## Task instructions
Copy nothing but the lines from the one containing "Each instance of the sponsor" through the last line of the records, repeated exactly and without pictures.

## Provided records
• • •

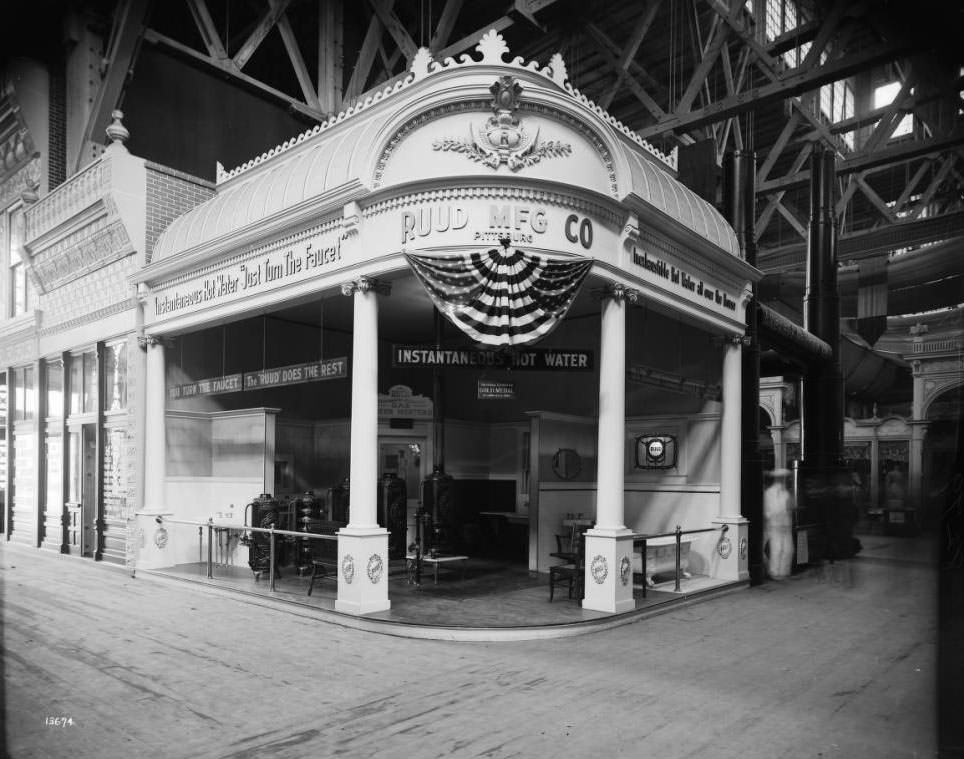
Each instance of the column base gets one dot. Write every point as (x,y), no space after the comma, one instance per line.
(730,557)
(608,580)
(152,543)
(362,570)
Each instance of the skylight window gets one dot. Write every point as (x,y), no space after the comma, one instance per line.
(883,96)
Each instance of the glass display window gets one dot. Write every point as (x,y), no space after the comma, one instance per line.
(55,387)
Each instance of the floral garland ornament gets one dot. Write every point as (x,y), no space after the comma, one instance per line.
(599,569)
(375,568)
(625,570)
(503,139)
(348,568)
(724,548)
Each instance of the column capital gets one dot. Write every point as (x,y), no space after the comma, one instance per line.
(617,292)
(364,285)
(147,341)
(738,340)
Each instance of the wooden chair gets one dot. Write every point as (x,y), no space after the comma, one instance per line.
(569,571)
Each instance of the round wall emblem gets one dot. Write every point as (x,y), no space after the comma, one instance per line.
(348,568)
(724,548)
(625,570)
(375,567)
(599,569)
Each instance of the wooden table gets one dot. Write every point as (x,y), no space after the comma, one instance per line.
(439,560)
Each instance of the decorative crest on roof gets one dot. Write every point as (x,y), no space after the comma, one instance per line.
(503,139)
(494,49)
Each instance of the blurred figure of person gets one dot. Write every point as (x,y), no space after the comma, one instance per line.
(778,536)
(894,486)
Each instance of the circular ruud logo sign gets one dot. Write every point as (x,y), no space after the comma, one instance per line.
(348,568)
(375,567)
(655,449)
(625,570)
(599,569)
(724,548)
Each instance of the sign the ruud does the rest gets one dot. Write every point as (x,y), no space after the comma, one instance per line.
(529,359)
(313,371)
(260,272)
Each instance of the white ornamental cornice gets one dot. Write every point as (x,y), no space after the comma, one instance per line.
(493,51)
(256,239)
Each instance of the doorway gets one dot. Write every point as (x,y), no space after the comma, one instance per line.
(400,465)
(88,490)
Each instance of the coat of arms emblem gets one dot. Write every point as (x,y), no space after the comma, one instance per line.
(503,139)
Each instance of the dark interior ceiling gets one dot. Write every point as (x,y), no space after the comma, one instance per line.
(679,72)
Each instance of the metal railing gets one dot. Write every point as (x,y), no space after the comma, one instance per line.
(271,531)
(678,533)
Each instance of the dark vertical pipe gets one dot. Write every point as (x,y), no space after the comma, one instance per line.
(823,409)
(824,483)
(739,201)
(438,400)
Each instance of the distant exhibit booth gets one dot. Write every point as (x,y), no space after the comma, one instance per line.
(467,315)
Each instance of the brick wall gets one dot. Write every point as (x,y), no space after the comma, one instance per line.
(170,194)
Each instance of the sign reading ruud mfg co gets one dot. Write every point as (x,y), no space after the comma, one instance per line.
(261,271)
(479,222)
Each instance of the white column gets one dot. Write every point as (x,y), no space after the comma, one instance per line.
(608,577)
(611,467)
(363,545)
(915,463)
(155,433)
(154,544)
(730,429)
(729,559)
(363,474)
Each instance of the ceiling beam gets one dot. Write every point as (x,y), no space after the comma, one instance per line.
(629,52)
(446,23)
(261,29)
(790,84)
(130,21)
(391,22)
(331,65)
(227,68)
(205,25)
(906,150)
(858,246)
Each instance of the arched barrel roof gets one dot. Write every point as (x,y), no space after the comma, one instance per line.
(340,152)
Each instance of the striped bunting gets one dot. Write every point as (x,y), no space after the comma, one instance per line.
(501,297)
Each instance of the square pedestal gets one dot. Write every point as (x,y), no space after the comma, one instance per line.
(362,571)
(609,571)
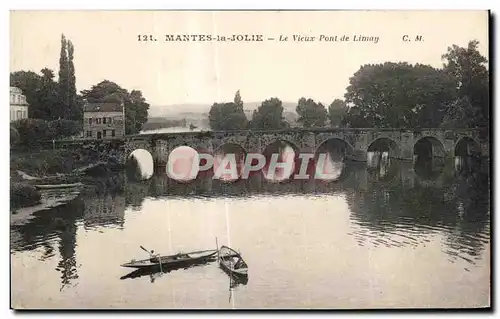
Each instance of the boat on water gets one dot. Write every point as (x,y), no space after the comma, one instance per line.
(171,260)
(231,262)
(156,271)
(58,186)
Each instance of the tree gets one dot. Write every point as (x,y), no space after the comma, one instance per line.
(64,95)
(461,114)
(468,68)
(269,115)
(76,109)
(41,93)
(336,112)
(31,131)
(311,114)
(227,117)
(136,107)
(237,100)
(398,95)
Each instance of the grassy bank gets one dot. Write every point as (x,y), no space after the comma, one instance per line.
(22,195)
(48,162)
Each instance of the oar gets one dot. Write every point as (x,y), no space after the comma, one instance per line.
(217,245)
(145,250)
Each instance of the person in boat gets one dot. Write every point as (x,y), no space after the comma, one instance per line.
(239,264)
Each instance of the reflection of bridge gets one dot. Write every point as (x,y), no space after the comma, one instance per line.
(354,143)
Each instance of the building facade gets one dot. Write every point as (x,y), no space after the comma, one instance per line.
(18,104)
(103,120)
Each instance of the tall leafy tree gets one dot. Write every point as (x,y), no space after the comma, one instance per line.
(469,70)
(269,115)
(398,95)
(64,93)
(336,112)
(74,107)
(237,100)
(41,93)
(311,114)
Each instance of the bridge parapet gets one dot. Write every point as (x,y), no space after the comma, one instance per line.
(401,141)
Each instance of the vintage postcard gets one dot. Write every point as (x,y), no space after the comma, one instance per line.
(249,159)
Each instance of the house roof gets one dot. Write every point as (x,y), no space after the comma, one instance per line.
(103,107)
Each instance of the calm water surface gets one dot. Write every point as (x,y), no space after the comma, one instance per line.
(374,238)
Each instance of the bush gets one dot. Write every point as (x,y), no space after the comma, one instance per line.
(14,136)
(31,130)
(22,195)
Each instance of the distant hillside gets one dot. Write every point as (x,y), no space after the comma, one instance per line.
(191,109)
(183,115)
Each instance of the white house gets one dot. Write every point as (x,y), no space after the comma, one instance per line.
(18,105)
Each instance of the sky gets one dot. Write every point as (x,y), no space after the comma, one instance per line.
(170,73)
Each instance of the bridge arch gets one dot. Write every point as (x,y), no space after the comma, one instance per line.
(334,167)
(285,148)
(384,144)
(219,158)
(467,146)
(139,165)
(343,145)
(428,147)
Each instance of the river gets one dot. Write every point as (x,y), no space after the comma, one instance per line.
(373,239)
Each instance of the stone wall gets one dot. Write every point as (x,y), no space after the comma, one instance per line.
(356,141)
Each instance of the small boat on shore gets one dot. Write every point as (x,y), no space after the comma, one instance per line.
(58,186)
(232,262)
(171,260)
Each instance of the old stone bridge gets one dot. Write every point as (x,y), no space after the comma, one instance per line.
(354,143)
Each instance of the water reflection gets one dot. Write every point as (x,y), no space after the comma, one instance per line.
(55,230)
(389,206)
(140,165)
(395,215)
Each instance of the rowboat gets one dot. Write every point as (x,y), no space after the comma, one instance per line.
(232,262)
(55,186)
(156,271)
(171,260)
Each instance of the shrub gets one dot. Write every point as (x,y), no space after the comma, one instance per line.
(14,136)
(31,130)
(22,195)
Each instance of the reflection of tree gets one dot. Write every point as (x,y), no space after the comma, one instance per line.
(135,192)
(58,222)
(397,214)
(132,169)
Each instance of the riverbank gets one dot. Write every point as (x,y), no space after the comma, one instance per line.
(29,168)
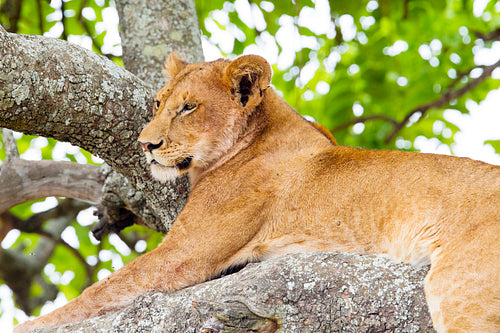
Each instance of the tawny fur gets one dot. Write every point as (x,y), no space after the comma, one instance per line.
(266,182)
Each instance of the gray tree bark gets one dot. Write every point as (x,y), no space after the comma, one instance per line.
(314,292)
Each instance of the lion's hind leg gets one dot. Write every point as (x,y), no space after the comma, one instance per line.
(463,288)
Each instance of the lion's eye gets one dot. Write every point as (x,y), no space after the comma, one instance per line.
(156,106)
(188,107)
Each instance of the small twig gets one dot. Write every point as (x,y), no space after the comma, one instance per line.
(88,269)
(363,120)
(10,144)
(40,17)
(64,35)
(492,35)
(445,99)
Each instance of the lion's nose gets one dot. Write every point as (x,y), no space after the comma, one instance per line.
(149,146)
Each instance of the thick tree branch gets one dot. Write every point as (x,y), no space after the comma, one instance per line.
(308,292)
(445,99)
(57,89)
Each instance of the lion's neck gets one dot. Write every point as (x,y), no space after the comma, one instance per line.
(250,128)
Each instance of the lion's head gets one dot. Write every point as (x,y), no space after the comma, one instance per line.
(202,112)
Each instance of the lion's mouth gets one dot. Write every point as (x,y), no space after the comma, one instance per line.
(185,163)
(182,165)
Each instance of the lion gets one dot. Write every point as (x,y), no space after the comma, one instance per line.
(265,182)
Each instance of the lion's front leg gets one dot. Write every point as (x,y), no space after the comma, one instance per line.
(175,264)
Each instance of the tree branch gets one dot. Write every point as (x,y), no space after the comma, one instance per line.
(63,91)
(445,99)
(9,144)
(24,181)
(77,95)
(172,25)
(19,271)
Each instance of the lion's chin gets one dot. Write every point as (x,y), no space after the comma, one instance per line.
(165,174)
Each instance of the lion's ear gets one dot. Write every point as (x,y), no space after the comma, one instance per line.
(247,77)
(173,65)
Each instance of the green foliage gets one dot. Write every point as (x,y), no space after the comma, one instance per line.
(374,63)
(396,57)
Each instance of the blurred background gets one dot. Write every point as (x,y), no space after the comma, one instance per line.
(416,75)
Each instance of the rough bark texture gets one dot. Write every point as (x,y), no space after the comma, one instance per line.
(316,292)
(53,88)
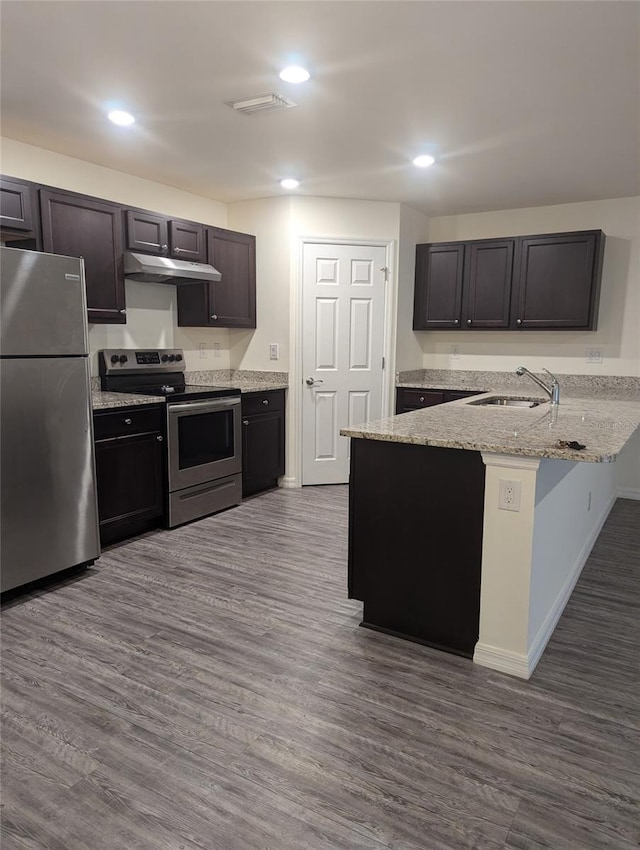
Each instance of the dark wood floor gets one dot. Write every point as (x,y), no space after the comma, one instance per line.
(209,687)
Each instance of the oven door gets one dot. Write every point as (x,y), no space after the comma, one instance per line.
(204,441)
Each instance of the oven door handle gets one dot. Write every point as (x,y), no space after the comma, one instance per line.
(189,406)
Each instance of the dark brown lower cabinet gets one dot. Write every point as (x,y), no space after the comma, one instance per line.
(130,464)
(415,398)
(262,440)
(415,541)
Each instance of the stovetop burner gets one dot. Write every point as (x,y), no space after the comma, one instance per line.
(157,373)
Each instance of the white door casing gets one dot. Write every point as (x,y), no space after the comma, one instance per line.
(343,323)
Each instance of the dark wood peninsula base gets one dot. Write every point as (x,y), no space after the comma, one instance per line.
(415,541)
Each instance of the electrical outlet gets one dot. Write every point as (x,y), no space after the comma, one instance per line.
(509,495)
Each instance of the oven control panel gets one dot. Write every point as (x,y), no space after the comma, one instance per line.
(133,361)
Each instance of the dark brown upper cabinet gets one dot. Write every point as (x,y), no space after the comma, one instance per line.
(463,285)
(542,282)
(16,206)
(79,226)
(150,233)
(438,286)
(187,241)
(487,283)
(230,302)
(557,284)
(19,213)
(147,232)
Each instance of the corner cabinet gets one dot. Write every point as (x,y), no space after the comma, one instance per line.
(416,398)
(230,302)
(262,440)
(19,214)
(80,226)
(129,471)
(542,282)
(558,280)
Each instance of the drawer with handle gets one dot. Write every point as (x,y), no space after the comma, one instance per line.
(262,402)
(132,420)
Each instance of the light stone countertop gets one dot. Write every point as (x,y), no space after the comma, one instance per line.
(105,401)
(244,380)
(602,425)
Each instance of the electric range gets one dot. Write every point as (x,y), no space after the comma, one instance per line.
(204,443)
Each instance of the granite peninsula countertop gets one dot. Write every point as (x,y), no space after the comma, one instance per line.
(600,413)
(244,380)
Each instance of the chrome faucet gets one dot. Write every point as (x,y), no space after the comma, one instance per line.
(552,391)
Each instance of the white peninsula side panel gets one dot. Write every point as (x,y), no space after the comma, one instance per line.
(532,558)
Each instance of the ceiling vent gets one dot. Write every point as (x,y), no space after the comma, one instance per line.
(261,103)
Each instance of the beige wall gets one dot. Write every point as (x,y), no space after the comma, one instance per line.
(617,336)
(270,222)
(413,230)
(151,308)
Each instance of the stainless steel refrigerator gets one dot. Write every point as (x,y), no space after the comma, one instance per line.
(48,502)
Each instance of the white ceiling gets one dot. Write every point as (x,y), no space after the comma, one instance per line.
(524,103)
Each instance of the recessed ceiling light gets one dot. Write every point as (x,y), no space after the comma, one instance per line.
(294,74)
(121,118)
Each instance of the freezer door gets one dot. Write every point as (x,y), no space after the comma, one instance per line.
(43,309)
(47,479)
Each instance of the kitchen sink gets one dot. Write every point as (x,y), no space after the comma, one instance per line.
(507,401)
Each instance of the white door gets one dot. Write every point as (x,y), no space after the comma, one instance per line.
(343,304)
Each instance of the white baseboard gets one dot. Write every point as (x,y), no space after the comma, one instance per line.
(628,493)
(502,660)
(520,665)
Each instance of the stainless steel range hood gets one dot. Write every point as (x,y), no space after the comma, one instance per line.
(151,269)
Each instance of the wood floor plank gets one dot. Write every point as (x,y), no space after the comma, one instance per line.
(209,688)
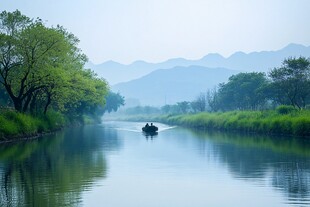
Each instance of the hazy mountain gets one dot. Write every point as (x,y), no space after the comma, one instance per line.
(168,86)
(115,72)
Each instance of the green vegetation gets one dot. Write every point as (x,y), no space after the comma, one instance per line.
(293,123)
(43,79)
(19,125)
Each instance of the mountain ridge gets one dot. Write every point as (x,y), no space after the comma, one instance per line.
(261,61)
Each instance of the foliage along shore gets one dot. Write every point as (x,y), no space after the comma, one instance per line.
(282,121)
(16,126)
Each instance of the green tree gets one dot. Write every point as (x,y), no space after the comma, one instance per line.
(291,82)
(42,67)
(244,91)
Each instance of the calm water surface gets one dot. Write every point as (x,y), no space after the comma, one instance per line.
(114,164)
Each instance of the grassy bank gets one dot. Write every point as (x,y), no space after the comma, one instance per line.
(14,125)
(282,122)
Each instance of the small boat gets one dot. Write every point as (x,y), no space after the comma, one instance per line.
(150,129)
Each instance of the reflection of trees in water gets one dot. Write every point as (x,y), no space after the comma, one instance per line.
(287,161)
(295,178)
(54,171)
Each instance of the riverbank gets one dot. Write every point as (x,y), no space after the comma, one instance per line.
(19,126)
(271,122)
(15,126)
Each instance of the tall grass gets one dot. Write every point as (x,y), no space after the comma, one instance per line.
(283,120)
(14,124)
(266,122)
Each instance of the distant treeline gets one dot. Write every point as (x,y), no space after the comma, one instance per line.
(288,84)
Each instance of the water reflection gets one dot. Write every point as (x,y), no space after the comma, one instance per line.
(55,170)
(284,161)
(70,168)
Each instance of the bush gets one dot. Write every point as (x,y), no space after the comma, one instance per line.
(284,109)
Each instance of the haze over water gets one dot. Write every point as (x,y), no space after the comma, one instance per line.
(114,164)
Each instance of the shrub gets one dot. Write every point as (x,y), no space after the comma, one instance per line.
(284,109)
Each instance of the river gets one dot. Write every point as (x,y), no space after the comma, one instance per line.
(115,165)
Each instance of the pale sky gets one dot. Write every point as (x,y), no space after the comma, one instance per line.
(157,30)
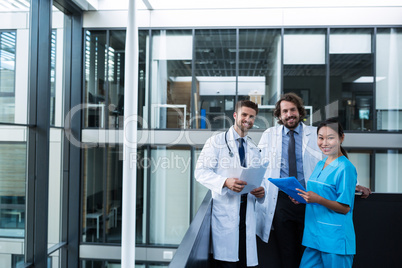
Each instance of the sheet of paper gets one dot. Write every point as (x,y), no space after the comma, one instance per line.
(289,185)
(253,176)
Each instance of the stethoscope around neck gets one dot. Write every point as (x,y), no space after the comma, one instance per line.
(226,141)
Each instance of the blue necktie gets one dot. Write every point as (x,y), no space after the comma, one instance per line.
(292,155)
(242,153)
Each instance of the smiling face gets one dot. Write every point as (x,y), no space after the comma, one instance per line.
(244,120)
(290,116)
(329,141)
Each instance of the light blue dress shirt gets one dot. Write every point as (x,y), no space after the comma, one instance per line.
(298,134)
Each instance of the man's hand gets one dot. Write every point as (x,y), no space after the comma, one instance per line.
(258,192)
(234,184)
(364,190)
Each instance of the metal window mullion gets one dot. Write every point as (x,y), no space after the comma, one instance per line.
(327,70)
(40,43)
(77,63)
(237,65)
(194,113)
(282,65)
(374,55)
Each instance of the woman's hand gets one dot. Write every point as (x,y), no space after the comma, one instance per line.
(309,196)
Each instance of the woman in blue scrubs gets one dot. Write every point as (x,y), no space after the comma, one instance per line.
(329,235)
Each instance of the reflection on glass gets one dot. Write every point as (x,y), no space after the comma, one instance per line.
(361,160)
(169,195)
(113,195)
(55,185)
(7,76)
(171,91)
(92,209)
(53,78)
(388,171)
(95,79)
(142,174)
(388,80)
(215,71)
(12,189)
(304,68)
(199,190)
(116,56)
(351,78)
(143,85)
(260,71)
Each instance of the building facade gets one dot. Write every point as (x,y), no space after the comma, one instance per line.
(62,77)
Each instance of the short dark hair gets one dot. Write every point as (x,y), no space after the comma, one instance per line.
(296,100)
(334,124)
(247,103)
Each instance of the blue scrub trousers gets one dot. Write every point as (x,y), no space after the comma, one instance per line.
(317,259)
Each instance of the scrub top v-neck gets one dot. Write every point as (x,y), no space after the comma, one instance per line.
(325,229)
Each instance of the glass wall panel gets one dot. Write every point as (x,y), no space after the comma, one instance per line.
(13,157)
(170,91)
(116,57)
(113,200)
(93,187)
(361,160)
(143,164)
(215,81)
(388,79)
(351,78)
(304,69)
(199,190)
(388,171)
(95,79)
(143,78)
(7,75)
(102,194)
(169,195)
(260,71)
(55,185)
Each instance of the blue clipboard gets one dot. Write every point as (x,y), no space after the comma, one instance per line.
(289,185)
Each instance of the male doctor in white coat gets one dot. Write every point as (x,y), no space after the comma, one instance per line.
(278,210)
(233,215)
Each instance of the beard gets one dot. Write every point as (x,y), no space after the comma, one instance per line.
(291,122)
(242,127)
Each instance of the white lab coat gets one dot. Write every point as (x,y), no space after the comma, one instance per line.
(271,146)
(212,170)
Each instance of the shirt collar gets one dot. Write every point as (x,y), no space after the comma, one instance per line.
(297,130)
(236,135)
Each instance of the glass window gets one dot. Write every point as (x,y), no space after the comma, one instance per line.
(304,69)
(169,195)
(55,185)
(388,171)
(260,71)
(361,160)
(7,76)
(351,78)
(95,79)
(388,79)
(13,157)
(143,78)
(102,194)
(199,190)
(171,91)
(215,81)
(116,57)
(141,206)
(92,202)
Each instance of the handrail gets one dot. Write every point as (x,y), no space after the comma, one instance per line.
(194,248)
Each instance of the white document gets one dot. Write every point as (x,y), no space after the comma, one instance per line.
(252,175)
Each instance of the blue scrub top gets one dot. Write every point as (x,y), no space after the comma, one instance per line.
(324,229)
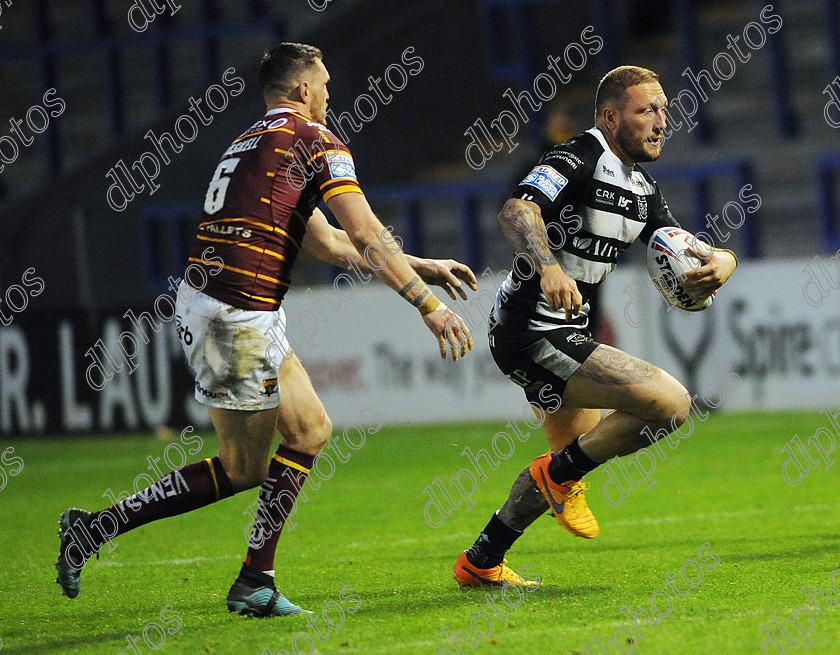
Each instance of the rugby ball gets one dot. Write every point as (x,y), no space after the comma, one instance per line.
(669,257)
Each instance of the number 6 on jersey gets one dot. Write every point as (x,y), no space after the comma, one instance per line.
(215,198)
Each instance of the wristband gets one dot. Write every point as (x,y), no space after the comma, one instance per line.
(429,305)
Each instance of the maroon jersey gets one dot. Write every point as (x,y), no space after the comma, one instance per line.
(260,198)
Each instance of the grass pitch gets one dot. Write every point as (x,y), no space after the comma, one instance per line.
(723,487)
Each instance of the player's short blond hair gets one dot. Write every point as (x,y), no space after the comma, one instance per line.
(282,65)
(612,86)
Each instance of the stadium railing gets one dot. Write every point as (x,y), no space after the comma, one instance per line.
(827,173)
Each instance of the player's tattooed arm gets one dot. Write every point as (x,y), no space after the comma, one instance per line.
(523,226)
(415,291)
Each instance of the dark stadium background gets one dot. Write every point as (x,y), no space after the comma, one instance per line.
(765,126)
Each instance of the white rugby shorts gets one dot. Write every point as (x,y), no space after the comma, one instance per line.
(234,353)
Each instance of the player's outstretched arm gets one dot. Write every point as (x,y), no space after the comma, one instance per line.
(332,245)
(364,229)
(524,228)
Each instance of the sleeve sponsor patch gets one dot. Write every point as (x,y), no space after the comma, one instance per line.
(546,179)
(341,165)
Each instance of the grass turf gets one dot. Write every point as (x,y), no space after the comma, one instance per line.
(365,528)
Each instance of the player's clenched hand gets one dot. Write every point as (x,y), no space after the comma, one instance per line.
(450,330)
(718,267)
(560,291)
(446,273)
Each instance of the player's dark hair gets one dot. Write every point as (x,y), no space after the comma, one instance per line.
(612,86)
(281,66)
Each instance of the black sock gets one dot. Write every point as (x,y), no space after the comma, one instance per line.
(492,544)
(254,578)
(571,463)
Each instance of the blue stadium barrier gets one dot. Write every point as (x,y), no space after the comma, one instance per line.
(409,198)
(699,176)
(827,168)
(831,11)
(166,230)
(686,27)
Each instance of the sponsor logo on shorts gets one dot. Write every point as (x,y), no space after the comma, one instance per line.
(269,387)
(210,394)
(547,180)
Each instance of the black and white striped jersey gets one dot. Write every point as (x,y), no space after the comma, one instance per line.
(594,207)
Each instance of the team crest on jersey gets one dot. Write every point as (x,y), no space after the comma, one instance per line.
(269,387)
(547,180)
(341,165)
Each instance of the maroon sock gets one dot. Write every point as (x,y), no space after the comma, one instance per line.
(286,474)
(182,490)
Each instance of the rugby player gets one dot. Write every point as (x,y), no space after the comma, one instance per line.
(260,209)
(538,326)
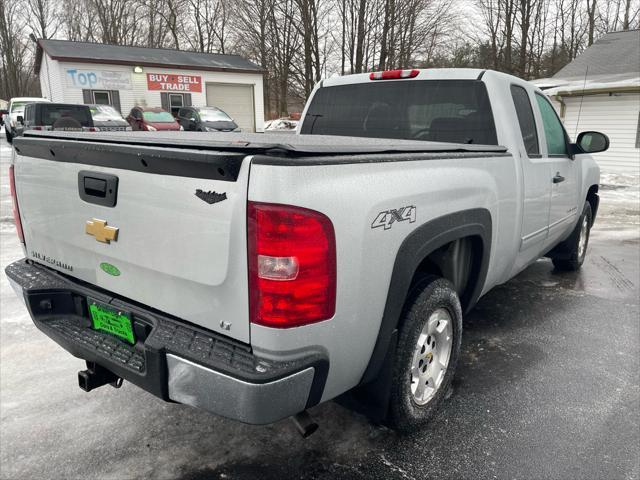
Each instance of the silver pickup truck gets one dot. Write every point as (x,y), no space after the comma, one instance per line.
(256,276)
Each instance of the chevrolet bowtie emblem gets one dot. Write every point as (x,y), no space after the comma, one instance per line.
(99,230)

• • •

## Reply
Each instance of the sponsor logo on shorts gets one dot. Write every point as (x,y), no space after the comma, one instance per line.
(269,387)
(210,394)
(547,180)
Each instance of the black and white striped jersey gets one dot. Write every point as (x,y), no space after the comma, one instance per line.
(594,207)
Each instance of the team crest on jersey gets one dot. Write every point as (x,y), no space after the comma, one instance per line.
(269,387)
(547,180)
(341,165)
Each instance of the maroon sock gets one dot. Write every point as (x,y), no space after the comma, one instance per line.
(286,474)
(182,490)
Each instance of the rugby player gets one dot. Write every point as (x,y), no space after the comma, one instance per line.
(260,209)
(538,326)
Each instance of the silver pickup truck gets one dot. Write every point as (x,y), no space after the comma, one instance per line.
(256,276)
Each instance of the chevrolet bowtie emblem gets one dot. Write every point as (x,y), no space after the comma, one instance per line.
(99,230)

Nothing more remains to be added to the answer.